- **Task goal**
Reproduce every one of the following entries verbatim, preserving each line and its order.

- **Recorded data**
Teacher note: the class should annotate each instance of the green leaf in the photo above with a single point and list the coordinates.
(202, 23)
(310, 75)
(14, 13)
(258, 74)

- **Answer for this exercise**
Teacher note: the class should annotate each instance of the green leaf in the photo above with a single point and list the coordinates.
(202, 23)
(310, 75)
(14, 13)
(258, 74)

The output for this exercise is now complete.